> [Aim]:
Rewrite the records below from the line with "Practice step: put a point on each instance of the house" through the end of the records, swapping "hazy sky" for "cloudy sky" and leaving everything else unchanged.

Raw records
★ ★ ★
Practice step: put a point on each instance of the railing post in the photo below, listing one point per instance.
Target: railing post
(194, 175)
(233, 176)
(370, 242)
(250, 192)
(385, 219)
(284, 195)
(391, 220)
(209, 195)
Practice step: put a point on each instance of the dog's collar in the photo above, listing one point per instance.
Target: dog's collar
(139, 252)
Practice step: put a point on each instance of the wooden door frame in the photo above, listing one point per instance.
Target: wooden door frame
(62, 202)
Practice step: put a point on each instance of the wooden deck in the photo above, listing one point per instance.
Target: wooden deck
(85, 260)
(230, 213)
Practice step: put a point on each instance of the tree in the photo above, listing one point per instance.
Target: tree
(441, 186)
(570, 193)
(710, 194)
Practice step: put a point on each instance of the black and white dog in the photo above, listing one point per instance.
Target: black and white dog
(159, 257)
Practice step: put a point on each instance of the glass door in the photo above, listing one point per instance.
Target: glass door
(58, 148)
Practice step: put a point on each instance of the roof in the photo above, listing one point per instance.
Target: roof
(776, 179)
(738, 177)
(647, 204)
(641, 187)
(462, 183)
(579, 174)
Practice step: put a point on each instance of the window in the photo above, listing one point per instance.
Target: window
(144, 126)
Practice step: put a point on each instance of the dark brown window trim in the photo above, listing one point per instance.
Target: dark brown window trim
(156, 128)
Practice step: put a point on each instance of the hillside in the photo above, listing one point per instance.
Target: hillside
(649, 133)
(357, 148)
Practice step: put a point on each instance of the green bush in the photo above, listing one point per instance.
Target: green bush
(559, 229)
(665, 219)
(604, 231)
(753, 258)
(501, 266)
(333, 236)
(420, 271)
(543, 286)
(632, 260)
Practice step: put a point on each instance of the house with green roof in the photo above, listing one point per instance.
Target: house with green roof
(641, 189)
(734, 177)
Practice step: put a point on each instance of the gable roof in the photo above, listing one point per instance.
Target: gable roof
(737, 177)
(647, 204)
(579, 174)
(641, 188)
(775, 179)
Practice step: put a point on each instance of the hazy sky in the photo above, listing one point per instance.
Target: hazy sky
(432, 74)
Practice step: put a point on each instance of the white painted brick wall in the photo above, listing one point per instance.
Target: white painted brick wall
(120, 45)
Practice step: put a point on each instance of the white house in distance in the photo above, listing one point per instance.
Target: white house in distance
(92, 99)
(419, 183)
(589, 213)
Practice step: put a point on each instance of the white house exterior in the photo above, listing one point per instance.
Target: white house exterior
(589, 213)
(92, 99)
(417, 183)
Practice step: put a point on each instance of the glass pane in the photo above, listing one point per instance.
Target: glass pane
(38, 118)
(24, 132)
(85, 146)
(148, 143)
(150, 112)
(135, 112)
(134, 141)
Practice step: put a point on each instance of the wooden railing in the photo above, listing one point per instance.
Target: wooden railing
★ ★ ★
> [Result below]:
Practice step: put a point on each instance of the house with green roof in the photo above, listing one point per instance.
Target: house with green roof
(641, 189)
(734, 177)
Practice step: put a point on each instance of the gable roof in the photo above, listing one point per instance.
Target: gable roof
(737, 177)
(647, 204)
(579, 174)
(641, 188)
(775, 179)
Practice step: put a point on each instance of the cloudy sky in the photo above, listing one point per instance.
Target: cloudy sky
(432, 74)
Practice step: put a point on each instance of the white painted brick wall in the photo above, listing one point per instance.
Target: white painted brick wall
(120, 45)
Practice step: put a point on each instance of the white house in distance in the photo above, listing one point per instance.
Target: white house in distance
(92, 99)
(419, 183)
(589, 213)
Practice step: put a point on each instance of the white house exterior in the photo above, listing one point per instance.
Target: white house exterior
(589, 213)
(92, 99)
(417, 183)
Practice step: put a point on each instance of the glass pane in the photo above, listing one point per instance.
Target: glass pane
(38, 118)
(24, 132)
(85, 146)
(148, 143)
(150, 112)
(135, 112)
(134, 141)
Practice step: put a point on each instance of the wooden railing in the photo above, listing one point per instance.
Target: wooden railing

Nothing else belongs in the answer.